*Text extract*
Date: Tue, 19 Jun 2001 17:34:24 -0400 From: Bosko Milekic <bmilekic@technokratis.com> To: Mike Silbersack <silby@silby.com> Cc: freebsd-net@FreeBSD.ORG Subject: Re: tcp template removal / scalability patch Message-ID: <20010619173424.A8399@technokratis.com> In-Reply-To: <20010619121337.C77484-300000@achilles.silby.com>; from silby@silby.com on Tue, Jun 19, 2001 at 12:19:19PM -0500 References: <20010619121337.C77484-300000@achilles.silby.com>
next in thread | previous in thread | raw e-mail | index | archive | help
On Tue, Jun 19, 2001 at 12:19:19PM -0500, Mike Silbersack wrote:
> As suggested by Terry, I've cooked up a patch which halts the use of mbufs
> for storing tcp template structures. The structure was only used in two
> places; tcp_output.c when sending packets, and tcp_timer.c when sending
> keepalives. tcp_output now pulls the info directly from the tcpcb, while
> tcp_timer creates a short-term tcp template that is destroyed after use.
>
> The end result is that rather than 1 mbuf being the minimum used per
> connection, 0 mbufs is now the minimum. As a result, those with boxes
> handling a lot of connections should see greatly reduced mbuf usage.

*To be done*
Continue the email about the TCP template patch, starting right after its last line.

Rows from a dataset:
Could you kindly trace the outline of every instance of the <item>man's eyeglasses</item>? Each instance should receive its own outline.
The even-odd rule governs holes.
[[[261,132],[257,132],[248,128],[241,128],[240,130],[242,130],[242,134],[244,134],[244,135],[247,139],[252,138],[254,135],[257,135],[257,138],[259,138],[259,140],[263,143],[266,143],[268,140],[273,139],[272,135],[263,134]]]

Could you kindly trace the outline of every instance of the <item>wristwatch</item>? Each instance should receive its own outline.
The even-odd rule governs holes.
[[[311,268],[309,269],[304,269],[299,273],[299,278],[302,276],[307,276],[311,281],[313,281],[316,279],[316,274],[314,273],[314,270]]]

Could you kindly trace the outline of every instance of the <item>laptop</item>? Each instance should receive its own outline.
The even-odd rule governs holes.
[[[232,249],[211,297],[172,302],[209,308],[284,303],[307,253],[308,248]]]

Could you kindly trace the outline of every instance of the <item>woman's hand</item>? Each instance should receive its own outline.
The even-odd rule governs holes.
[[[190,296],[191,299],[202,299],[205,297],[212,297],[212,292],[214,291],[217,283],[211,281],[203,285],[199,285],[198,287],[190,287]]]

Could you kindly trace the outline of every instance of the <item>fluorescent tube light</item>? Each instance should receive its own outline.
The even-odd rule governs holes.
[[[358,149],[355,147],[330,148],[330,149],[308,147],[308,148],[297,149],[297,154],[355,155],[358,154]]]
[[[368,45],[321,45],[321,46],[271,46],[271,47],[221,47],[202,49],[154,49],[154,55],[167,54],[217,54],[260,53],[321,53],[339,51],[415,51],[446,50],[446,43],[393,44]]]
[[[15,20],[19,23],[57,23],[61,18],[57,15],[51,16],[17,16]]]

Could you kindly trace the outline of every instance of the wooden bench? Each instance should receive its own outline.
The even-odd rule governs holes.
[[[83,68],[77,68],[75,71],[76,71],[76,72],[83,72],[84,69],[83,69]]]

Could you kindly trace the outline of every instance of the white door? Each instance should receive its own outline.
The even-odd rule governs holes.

*Written response*
Cool!
> I've attached two patches; one for current, and one for stable. Please
> review / test, _especially_ if you're using IPv6 or IPSec - while those
> cases look correct, I'm not running either and haven't tested them.
I've spotted some patch-related (not conceptual) things worth
mentionning, so I'll do that now and give you the conceptual review a little
later, hopefully before I leave.
> Thanks,
>
> Mike "Silby" Silbersack
> Only in netinet.old/: icmp_var.h.orig
> Only in netinet.old/: ip_icmp.c.orig
Dirty. :-)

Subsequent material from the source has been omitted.